WHAT YOU SHOULD DO »
Return every entry exactly as written.

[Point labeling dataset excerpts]
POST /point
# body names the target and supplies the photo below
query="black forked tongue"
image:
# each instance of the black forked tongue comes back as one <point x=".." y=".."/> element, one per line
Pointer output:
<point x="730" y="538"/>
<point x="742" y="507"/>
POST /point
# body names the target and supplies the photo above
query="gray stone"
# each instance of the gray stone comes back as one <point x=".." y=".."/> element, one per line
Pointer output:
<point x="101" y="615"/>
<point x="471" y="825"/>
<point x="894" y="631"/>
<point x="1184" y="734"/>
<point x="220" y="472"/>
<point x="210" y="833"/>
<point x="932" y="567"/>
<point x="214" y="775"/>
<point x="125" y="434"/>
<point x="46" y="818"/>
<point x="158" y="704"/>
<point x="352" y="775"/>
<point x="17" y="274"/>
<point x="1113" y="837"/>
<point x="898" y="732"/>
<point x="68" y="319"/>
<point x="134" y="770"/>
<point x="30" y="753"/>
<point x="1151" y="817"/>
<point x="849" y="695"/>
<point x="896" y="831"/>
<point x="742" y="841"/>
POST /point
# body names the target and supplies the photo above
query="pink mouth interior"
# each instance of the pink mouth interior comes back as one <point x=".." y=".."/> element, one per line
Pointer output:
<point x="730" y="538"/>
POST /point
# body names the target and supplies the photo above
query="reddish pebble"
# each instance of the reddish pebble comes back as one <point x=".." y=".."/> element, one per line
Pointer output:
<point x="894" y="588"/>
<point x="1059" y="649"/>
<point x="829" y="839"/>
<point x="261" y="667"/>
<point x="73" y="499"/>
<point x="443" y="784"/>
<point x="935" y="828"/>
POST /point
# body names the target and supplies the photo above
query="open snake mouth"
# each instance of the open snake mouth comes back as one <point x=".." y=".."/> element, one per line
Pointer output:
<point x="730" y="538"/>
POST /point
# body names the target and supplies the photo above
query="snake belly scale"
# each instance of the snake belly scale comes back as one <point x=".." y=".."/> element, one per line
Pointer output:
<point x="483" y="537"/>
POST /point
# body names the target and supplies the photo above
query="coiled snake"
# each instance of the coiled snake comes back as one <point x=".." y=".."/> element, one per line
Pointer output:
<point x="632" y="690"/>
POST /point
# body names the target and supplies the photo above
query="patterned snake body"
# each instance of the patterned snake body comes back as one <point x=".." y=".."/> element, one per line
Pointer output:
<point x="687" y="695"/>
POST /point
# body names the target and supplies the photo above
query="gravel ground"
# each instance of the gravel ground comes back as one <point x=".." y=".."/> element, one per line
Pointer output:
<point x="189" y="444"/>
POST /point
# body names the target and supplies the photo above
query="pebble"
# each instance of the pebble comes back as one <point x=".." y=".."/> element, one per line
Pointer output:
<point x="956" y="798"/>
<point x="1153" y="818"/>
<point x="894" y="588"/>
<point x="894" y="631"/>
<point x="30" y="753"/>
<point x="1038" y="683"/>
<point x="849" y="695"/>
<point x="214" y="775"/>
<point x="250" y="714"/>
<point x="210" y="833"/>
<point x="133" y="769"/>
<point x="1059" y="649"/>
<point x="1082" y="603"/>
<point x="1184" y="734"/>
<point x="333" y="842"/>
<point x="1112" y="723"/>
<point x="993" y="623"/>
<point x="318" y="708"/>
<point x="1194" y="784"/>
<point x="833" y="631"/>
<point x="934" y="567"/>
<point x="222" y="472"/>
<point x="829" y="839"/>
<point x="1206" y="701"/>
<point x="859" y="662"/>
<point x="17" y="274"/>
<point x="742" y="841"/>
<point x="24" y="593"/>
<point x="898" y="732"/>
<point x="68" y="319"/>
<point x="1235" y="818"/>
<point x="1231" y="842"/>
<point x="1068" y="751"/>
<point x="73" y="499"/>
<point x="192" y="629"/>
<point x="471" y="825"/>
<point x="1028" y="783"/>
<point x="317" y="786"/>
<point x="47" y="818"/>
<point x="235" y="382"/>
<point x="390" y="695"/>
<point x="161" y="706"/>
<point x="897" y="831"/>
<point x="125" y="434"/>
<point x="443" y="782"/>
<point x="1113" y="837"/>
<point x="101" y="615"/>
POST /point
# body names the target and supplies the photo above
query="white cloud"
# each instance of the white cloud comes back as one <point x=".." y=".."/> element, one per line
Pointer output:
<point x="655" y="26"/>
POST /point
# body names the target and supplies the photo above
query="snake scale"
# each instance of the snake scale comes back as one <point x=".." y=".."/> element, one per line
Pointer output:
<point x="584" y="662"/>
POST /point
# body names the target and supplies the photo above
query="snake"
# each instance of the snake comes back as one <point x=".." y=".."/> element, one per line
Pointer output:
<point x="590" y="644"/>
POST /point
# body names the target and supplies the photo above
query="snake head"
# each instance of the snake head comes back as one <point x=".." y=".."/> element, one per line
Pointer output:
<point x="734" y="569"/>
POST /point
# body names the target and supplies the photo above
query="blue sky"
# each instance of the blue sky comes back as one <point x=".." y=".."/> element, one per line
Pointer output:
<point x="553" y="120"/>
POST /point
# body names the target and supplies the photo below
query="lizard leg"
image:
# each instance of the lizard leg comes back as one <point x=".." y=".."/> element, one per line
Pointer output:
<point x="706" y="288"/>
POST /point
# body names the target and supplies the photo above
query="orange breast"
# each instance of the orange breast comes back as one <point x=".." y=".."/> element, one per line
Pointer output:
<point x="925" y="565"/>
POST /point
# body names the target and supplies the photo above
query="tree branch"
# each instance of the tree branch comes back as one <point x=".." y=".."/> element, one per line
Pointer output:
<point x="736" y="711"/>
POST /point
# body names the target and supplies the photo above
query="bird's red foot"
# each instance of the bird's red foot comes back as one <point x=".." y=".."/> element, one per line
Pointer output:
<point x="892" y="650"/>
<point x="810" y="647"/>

SOLUTION BELOW »
POST /point
# body names the target and supplies the photo below
query="black forked tongue"
image:
# each instance of the black forked tongue comes back as one <point x=".." y=".."/> element, one per line
Pointer output:
<point x="730" y="538"/>
<point x="742" y="507"/>
POST /point
# body names the target and supplies the photo above
query="gray stone"
# each instance of the gray stone comes back as one <point x=".." y=".."/> element, one per line
Pointer output:
<point x="101" y="615"/>
<point x="471" y="825"/>
<point x="894" y="631"/>
<point x="1184" y="734"/>
<point x="220" y="472"/>
<point x="210" y="833"/>
<point x="932" y="567"/>
<point x="214" y="775"/>
<point x="125" y="434"/>
<point x="46" y="818"/>
<point x="158" y="704"/>
<point x="352" y="775"/>
<point x="17" y="274"/>
<point x="1113" y="837"/>
<point x="898" y="732"/>
<point x="68" y="319"/>
<point x="134" y="770"/>
<point x="30" y="753"/>
<point x="1151" y="817"/>
<point x="849" y="695"/>
<point x="896" y="831"/>
<point x="742" y="841"/>
POST /point
# body names the target and supplies the photo above
query="pink mouth interior"
# each instance of the pink mouth interior comes back as one <point x=".." y=".."/> element, one per line
Pointer output:
<point x="730" y="538"/>
POST /point
# body names the target and supplies the photo above
query="reddish pebble"
# each instance of the reddish pebble comes back as one <point x=".." y=".."/> element, one per line
Pointer output:
<point x="894" y="588"/>
<point x="1059" y="649"/>
<point x="829" y="839"/>
<point x="261" y="667"/>
<point x="73" y="499"/>
<point x="443" y="784"/>
<point x="935" y="828"/>
POST /point
# body names the target and supplies the photo above
query="open snake mouth"
# each instance of the open snake mouth comes back as one <point x=".." y=".."/> element, one per line
Pointer output:
<point x="730" y="538"/>
POST /point
# body names the target and supplies the photo above
query="snake belly scale"
# each instance of the snake belly scale comes back as one <point x=".." y=".."/> element, one per line
Pointer output:
<point x="483" y="537"/>
POST /point
# body names the target and supplies the photo above
query="coiled snake"
# each instance of the coiled snake comes back as one <point x=".." y=".."/> element, one per line
Pointer output:
<point x="632" y="690"/>
POST /point
# body names the target and supplies the photo above
query="patterned snake body"
# each instance of the patterned snake body comes back as one <point x=".." y=".."/> element, one per line
Pointer output:
<point x="687" y="695"/>
POST /point
# body names the target and supplies the photo above
query="gravel ground"
# each instance of the gravel ground comes back as one <point x=".." y=".."/> element, one per line
Pointer output:
<point x="189" y="444"/>
POST /point
# body names the target and supplies the photo above
query="pebble"
# each instance of the pebble comes back as one <point x=".." y=".."/> element, one per line
Pointer output:
<point x="956" y="798"/>
<point x="1153" y="818"/>
<point x="894" y="588"/>
<point x="894" y="631"/>
<point x="30" y="753"/>
<point x="1038" y="683"/>
<point x="849" y="695"/>
<point x="214" y="775"/>
<point x="250" y="714"/>
<point x="210" y="833"/>
<point x="133" y="769"/>
<point x="1059" y="649"/>
<point x="1082" y="603"/>
<point x="1184" y="734"/>
<point x="333" y="842"/>
<point x="1112" y="723"/>
<point x="993" y="623"/>
<point x="318" y="708"/>
<point x="1194" y="784"/>
<point x="833" y="631"/>
<point x="934" y="567"/>
<point x="222" y="472"/>
<point x="829" y="839"/>
<point x="1206" y="701"/>
<point x="859" y="662"/>
<point x="17" y="274"/>
<point x="742" y="841"/>
<point x="24" y="593"/>
<point x="898" y="732"/>
<point x="68" y="319"/>
<point x="1235" y="818"/>
<point x="1231" y="842"/>
<point x="1068" y="751"/>
<point x="73" y="499"/>
<point x="192" y="629"/>
<point x="471" y="825"/>
<point x="1028" y="783"/>
<point x="317" y="786"/>
<point x="47" y="818"/>
<point x="235" y="382"/>
<point x="390" y="695"/>
<point x="161" y="706"/>
<point x="897" y="831"/>
<point x="125" y="434"/>
<point x="443" y="782"/>
<point x="1113" y="837"/>
<point x="101" y="615"/>
POST /point
# body names the target and supplies the photo above
query="white cloud"
# each instance of the white cloud comes back as one <point x=".." y=".."/> element, one per line
Pointer output:
<point x="655" y="26"/>
POST /point
# body names the target and supplies the photo above
query="snake scale"
# each instance of the snake scale comes back as one <point x=".." y=".."/> element, one per line
Pointer output:
<point x="584" y="662"/>
POST /point
# body names the target and supplies the photo above
query="snake"
# each instance of the snake comes back as one <point x=".." y=".."/> element, one per line
Pointer output:
<point x="590" y="644"/>
POST /point
# body names the target and supplies the photo above
query="snake head"
# each instance of the snake head comes back as one <point x=".." y=".."/> element, one per line
Pointer output:
<point x="734" y="569"/>
POST /point
# body names the target and supplies the photo above
query="blue sky"
# each instance of the blue sky comes back as one <point x=".." y=".."/> element, one per line
Pointer output:
<point x="553" y="120"/>
POST /point
# body names the target and supplies the photo below
query="lizard leg"
image:
# each instance of the lizard leg comes back as one <point x=".." y=".."/> element, one per line
Pointer output:
<point x="706" y="288"/>
POST /point
# body names the target and supplies the photo above
query="orange breast"
# each instance of the orange breast comes back as one <point x=".." y=".."/> element, one per line
Pointer output:
<point x="925" y="565"/>
POST /point
# body names the target and supplies the photo above
query="tree branch"
# each instance of the tree branch comes back as one <point x=".." y=".."/> element, one per line
Pointer output:
<point x="736" y="711"/>
POST /point
# body names the target and supplies the photo above
query="bird's red foot"
# each instance of the bird's red foot comes back as one <point x=".." y=".."/> element, one per line
Pointer output:
<point x="892" y="650"/>
<point x="810" y="647"/>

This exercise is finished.